_Task details_:
Exactly as they appear, copy the lines of the listing from the one containing "bowl on shelf shown in this photo." through the final line, both included, and nothing else.
:::::
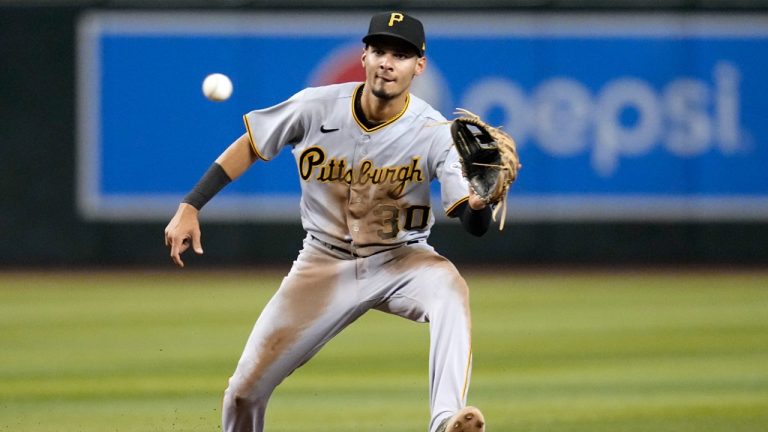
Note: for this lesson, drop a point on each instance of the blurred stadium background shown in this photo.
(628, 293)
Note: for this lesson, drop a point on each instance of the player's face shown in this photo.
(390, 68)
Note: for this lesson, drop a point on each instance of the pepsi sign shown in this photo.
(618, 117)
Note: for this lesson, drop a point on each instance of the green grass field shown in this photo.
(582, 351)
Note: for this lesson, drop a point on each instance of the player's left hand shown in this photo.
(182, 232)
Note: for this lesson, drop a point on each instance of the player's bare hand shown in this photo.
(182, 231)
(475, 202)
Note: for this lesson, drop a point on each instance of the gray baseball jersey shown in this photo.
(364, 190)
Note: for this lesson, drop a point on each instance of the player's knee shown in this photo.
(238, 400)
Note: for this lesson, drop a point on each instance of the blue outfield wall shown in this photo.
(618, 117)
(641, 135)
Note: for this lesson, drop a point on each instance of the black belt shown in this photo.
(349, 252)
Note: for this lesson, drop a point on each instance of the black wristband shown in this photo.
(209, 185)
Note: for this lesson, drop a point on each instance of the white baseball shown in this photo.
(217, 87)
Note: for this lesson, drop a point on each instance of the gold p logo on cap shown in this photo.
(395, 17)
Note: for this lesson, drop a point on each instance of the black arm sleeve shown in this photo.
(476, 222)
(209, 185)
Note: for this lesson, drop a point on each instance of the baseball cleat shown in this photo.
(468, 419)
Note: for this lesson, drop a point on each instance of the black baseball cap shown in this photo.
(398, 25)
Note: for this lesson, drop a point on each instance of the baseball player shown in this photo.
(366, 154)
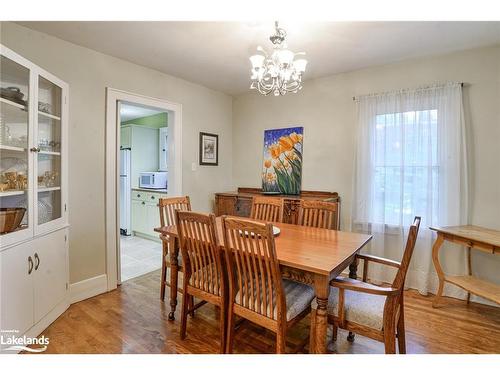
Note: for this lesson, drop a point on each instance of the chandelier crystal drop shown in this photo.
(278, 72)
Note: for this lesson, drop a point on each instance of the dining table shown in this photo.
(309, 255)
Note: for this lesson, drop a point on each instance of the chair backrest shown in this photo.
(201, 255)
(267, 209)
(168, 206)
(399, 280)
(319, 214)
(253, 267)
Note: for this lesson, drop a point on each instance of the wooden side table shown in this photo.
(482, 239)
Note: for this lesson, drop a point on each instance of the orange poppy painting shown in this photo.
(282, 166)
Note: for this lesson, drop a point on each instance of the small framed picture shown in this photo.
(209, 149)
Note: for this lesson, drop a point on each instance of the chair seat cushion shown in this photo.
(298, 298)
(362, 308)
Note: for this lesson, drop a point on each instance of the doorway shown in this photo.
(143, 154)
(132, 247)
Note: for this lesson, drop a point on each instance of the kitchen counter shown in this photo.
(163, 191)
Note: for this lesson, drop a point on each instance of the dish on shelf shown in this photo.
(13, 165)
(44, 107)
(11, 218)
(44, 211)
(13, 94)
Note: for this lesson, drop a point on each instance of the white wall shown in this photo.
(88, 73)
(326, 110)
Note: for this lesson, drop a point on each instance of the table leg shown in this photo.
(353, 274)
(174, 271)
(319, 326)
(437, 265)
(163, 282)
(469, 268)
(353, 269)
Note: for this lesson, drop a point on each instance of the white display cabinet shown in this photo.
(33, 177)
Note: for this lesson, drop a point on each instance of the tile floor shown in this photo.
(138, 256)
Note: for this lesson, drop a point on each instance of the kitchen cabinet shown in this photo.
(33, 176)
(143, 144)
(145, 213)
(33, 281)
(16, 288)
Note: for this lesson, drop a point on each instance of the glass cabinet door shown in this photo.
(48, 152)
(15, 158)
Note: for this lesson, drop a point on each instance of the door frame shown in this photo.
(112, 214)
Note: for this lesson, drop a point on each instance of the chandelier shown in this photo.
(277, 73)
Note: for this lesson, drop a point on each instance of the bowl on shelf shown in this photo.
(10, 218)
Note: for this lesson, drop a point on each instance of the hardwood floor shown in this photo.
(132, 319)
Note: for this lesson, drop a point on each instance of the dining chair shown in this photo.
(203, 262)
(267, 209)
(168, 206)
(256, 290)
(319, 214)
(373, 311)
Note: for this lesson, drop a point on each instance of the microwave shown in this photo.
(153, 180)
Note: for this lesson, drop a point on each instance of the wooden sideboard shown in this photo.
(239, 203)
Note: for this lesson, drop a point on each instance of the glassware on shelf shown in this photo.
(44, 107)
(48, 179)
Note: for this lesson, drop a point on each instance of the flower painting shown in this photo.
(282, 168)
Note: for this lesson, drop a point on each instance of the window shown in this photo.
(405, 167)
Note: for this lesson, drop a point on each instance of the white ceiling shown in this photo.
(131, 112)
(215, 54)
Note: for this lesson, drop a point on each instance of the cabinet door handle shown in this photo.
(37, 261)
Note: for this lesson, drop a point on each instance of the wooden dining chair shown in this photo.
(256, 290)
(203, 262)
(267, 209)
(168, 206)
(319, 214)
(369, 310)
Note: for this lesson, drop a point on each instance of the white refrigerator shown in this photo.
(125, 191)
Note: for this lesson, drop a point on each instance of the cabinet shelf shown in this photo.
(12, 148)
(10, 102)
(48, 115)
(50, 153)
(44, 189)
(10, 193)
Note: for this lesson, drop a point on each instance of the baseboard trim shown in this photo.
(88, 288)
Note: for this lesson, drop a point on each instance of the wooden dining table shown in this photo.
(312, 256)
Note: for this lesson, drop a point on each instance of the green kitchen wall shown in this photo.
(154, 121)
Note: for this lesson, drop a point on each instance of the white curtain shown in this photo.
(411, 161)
:::::
_Result_:
Note: for this lesson, drop a point on each instance of the bowl on shelf shown in this photo.
(10, 218)
Note: for this lesson, drop a point on each instance of the hardwood floor shown in this photo.
(132, 319)
Note: for this lesson, drop a point on each instance of the dining chair shown in this photo.
(203, 262)
(267, 209)
(168, 206)
(256, 290)
(319, 214)
(373, 311)
Note: for this lesson, drop a point on each instance of the microwave shown in this photo.
(153, 180)
Note: for this lesson, drop a point on each instance of the wooden sideboard shown in this photo.
(239, 203)
Note: for this lesson, drop a point on each instance of the glassware on shelf shown in this photo.
(44, 107)
(48, 179)
Note: for this lesson, drop a point on each instance of the flower painting shown in this photo.
(282, 168)
Note: for this lesson, drop a point on each instance of the window shown in this photo.
(405, 167)
Note: for this lesson, drop a point on each instance of the white ceiling shown in this photo.
(131, 112)
(215, 54)
Note: for this lesson, drop a point on each instance of the cabinet door handle shown in this photo.
(37, 261)
Note: for this lesson, drop a point on each instance of the wooden dining chair shown in this photo.
(256, 290)
(203, 262)
(267, 209)
(168, 206)
(319, 214)
(369, 310)
Note: for this lesson, drop a point on each instance of the white refrigerator shown in this photo.
(125, 191)
Note: for this lesson, drop a point on each instance of the cabinet shelf shown in this photo.
(12, 148)
(10, 102)
(48, 115)
(50, 153)
(44, 189)
(10, 193)
Note: for this lesson, drop a point on each instance of the baseboard trim shown in this photo.
(88, 288)
Note: for this lesson, drop a point on each instance of the wooden dining table shown in this photo.
(312, 256)
Note: for this lesson, drop a point on each instance of the green kitchen wall shown in this photo.
(154, 121)
Note: for this lesson, drop a point on each instance of the white curtain shown in this photo.
(411, 161)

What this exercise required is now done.